Goal of the exercise » Would you repeat the data below exactly, taking out the images?

-- Opening Marker --

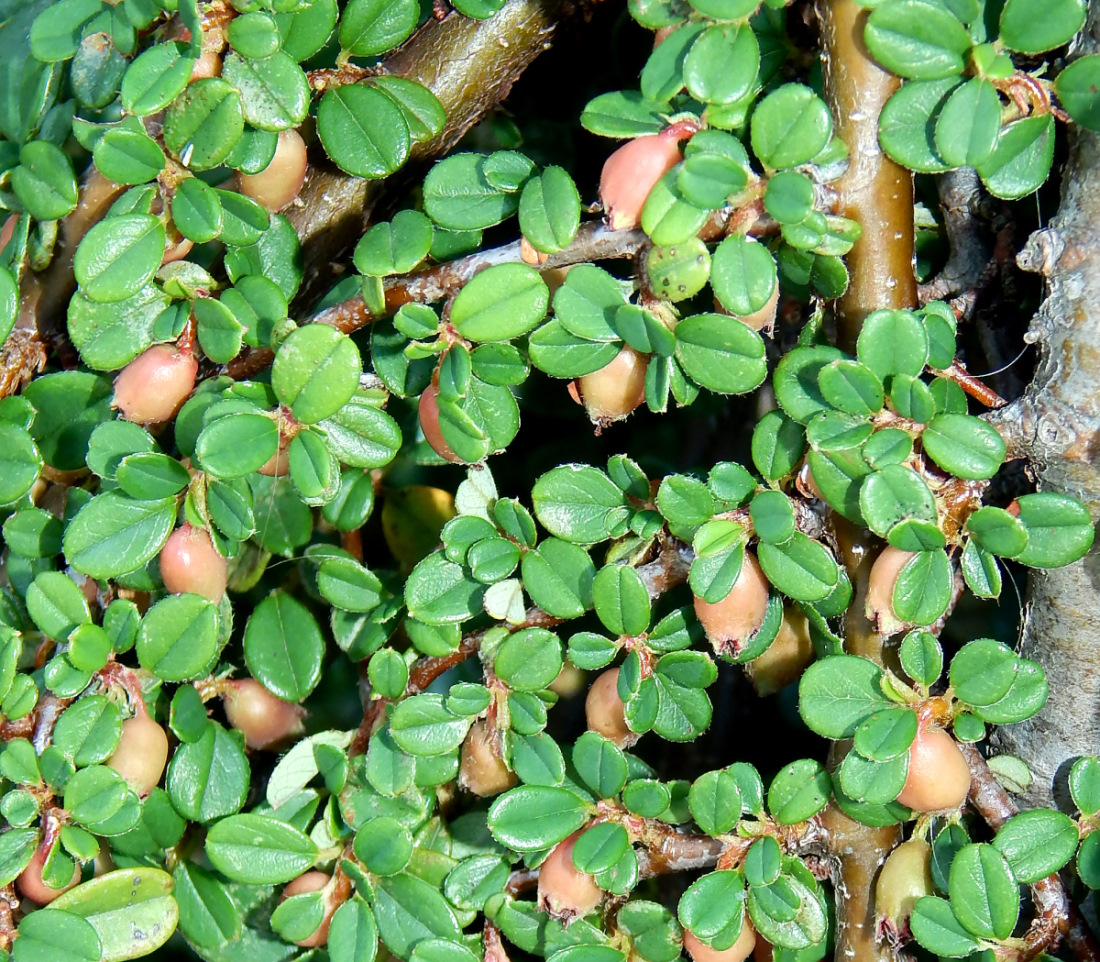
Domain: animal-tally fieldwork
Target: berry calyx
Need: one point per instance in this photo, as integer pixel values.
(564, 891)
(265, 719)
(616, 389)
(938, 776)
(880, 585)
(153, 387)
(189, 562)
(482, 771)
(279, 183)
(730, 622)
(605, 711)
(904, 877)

-- Closing Marker --

Answer for this exercise »
Domain: animal-tally fieldwork
Target: berry calyx
Need: one point per instance in this photo, as integer pixel values.
(564, 891)
(265, 719)
(616, 389)
(938, 776)
(880, 585)
(153, 387)
(189, 562)
(482, 771)
(279, 183)
(730, 622)
(605, 711)
(904, 877)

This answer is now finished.